Quote the entries word for word. Omit the pictures.
+++ Data shown +++
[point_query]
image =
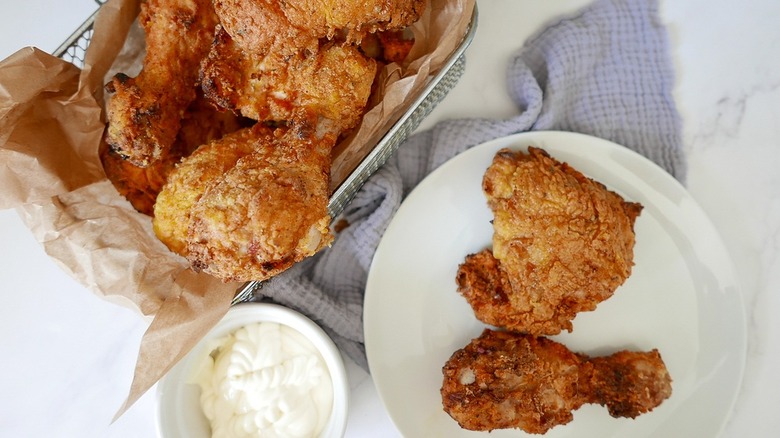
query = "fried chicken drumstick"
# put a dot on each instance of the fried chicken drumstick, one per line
(562, 243)
(250, 205)
(509, 380)
(265, 26)
(200, 124)
(144, 113)
(333, 81)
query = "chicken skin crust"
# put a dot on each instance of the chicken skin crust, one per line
(504, 380)
(266, 213)
(562, 243)
(333, 81)
(144, 113)
(266, 26)
(200, 124)
(190, 179)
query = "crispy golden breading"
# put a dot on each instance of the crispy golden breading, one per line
(355, 17)
(509, 380)
(187, 183)
(144, 113)
(563, 242)
(266, 213)
(139, 185)
(334, 82)
(260, 26)
(627, 383)
(200, 124)
(265, 26)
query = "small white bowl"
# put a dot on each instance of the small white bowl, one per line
(179, 414)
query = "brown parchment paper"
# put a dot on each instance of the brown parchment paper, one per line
(51, 122)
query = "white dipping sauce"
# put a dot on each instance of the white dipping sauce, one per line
(265, 379)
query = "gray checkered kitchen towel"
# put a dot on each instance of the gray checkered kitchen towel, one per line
(605, 72)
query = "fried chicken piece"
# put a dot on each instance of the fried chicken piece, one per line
(266, 26)
(201, 123)
(144, 113)
(266, 213)
(187, 183)
(333, 81)
(562, 244)
(355, 17)
(506, 380)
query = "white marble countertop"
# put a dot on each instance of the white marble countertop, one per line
(69, 355)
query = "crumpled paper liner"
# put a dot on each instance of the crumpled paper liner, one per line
(51, 121)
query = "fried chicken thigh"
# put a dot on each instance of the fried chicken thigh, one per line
(200, 124)
(187, 183)
(248, 206)
(145, 112)
(509, 380)
(266, 213)
(266, 26)
(333, 81)
(562, 243)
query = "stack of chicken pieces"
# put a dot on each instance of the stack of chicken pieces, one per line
(226, 135)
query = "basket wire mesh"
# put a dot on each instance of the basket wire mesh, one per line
(74, 49)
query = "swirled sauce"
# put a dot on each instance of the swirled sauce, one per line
(265, 379)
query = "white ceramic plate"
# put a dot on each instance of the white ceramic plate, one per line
(681, 298)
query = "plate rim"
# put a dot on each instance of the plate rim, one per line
(666, 181)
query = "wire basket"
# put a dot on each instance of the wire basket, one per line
(74, 48)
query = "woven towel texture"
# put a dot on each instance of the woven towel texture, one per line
(605, 71)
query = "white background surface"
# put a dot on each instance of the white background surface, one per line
(68, 355)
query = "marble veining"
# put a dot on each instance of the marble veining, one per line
(69, 355)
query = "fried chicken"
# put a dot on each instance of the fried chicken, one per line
(187, 183)
(509, 380)
(144, 113)
(266, 213)
(333, 81)
(562, 243)
(200, 124)
(267, 26)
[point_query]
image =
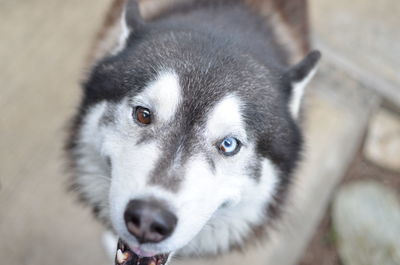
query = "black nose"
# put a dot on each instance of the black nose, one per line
(149, 221)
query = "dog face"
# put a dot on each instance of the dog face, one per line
(182, 144)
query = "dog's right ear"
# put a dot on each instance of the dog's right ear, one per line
(131, 20)
(132, 17)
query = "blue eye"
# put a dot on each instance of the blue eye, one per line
(229, 146)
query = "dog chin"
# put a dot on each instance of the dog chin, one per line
(129, 255)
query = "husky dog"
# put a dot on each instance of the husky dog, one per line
(186, 138)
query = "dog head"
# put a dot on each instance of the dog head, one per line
(182, 144)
+++
# Task response
[point_query]
image =
query = "fried chicken drumstick"
# put a dot on each instance of the fried chicken drumstick, one per line
(562, 243)
(250, 205)
(509, 380)
(265, 26)
(200, 124)
(144, 113)
(333, 81)
query = "chicken skin crust"
# put a dot on each instance of the chicken skin crust, one per line
(504, 380)
(266, 213)
(562, 243)
(333, 81)
(144, 113)
(266, 26)
(200, 124)
(190, 179)
query = "crispy golden breading"
# put a dot on each instance of the crispy golden breading, one per line
(355, 17)
(509, 380)
(187, 183)
(144, 113)
(563, 242)
(266, 213)
(139, 185)
(334, 82)
(260, 26)
(627, 383)
(200, 124)
(265, 26)
query = "small white bowl"
# put a dot on each instance of the small white bowl, one per line
(179, 414)
query = "brown parchment paper"
# put a dot on each instance of the brown parchment paper, one per line
(51, 122)
query = "white dipping sauce"
# put a dot on each instance of the white dipping sauce, one per line
(265, 379)
query = "gray checkered kitchen towel"
# put a dot on each instance of the gray checkered kitchen towel, one per line
(605, 72)
query = "fried chicken piece"
# put a dot on each instance of the fried chicken piece, one per line
(266, 26)
(201, 123)
(144, 113)
(266, 213)
(187, 183)
(333, 81)
(562, 244)
(355, 17)
(506, 380)
query = "white marble countertop"
# put a dot on each instance of the white marble countertop, one per line
(69, 355)
query = "crumpled paper liner"
# put a dot on each instance of the crumpled paper liner, one per line
(51, 121)
query = "fried chicken thigh"
# put a dot on each instance of the fried chicken thigh, one per line
(200, 124)
(187, 183)
(248, 206)
(145, 112)
(509, 380)
(266, 213)
(266, 26)
(333, 81)
(562, 243)
query = "stack of chicken pieces"
# put a dot on each instance of the stack of chicken pieces, one per line
(226, 135)
query = "basket wire mesh"
# put a dot on each instance of the basket wire mesh, one per line
(74, 49)
query = "swirled sauce"
# put a dot on each instance of the swirled sauce, one per line
(265, 379)
query = "white ceramic plate"
# put a dot on each instance of the white ceramic plate, one per line
(681, 298)
query = "plate rim"
# put a dot on each instance of the plate rim, one per line
(666, 181)
query = "wire basket"
# put a dot on each instance of the wire basket, one per line
(74, 48)
query = "woven towel texture"
# put a dot on each instance of the woven towel texture, one per line
(605, 71)
query = "white background surface"
# put a dot on each instance of the white background surface, one per line
(68, 355)
query = "marble veining"
# put a dot on each instance of the marble veining, one per line
(69, 355)
query = "fried chicken"
# put a dot on each instance of the fried chicken, one per line
(187, 183)
(509, 380)
(144, 113)
(266, 213)
(333, 81)
(562, 243)
(200, 124)
(267, 26)
[point_query]
image =
query = "black nose"
# put a dot on each instance of the black nose, one per line
(149, 221)
query = "dog face"
# put a dot on each instance of the dog face, one per line
(182, 144)
query = "dog's right ear"
# put a dot on each instance of the dog's right ear, one per line
(131, 20)
(132, 17)
query = "blue eye"
# put a dot on each instance of the blue eye, one per line
(229, 146)
query = "dog chin"
# put a dot on each instance of the dog chin, one per line
(129, 255)
query = "husky dog"
# put a dot on each instance of the husky dog, one per line
(186, 138)
query = "dog head"
# put a dot on each instance of the dog head, one per line
(182, 144)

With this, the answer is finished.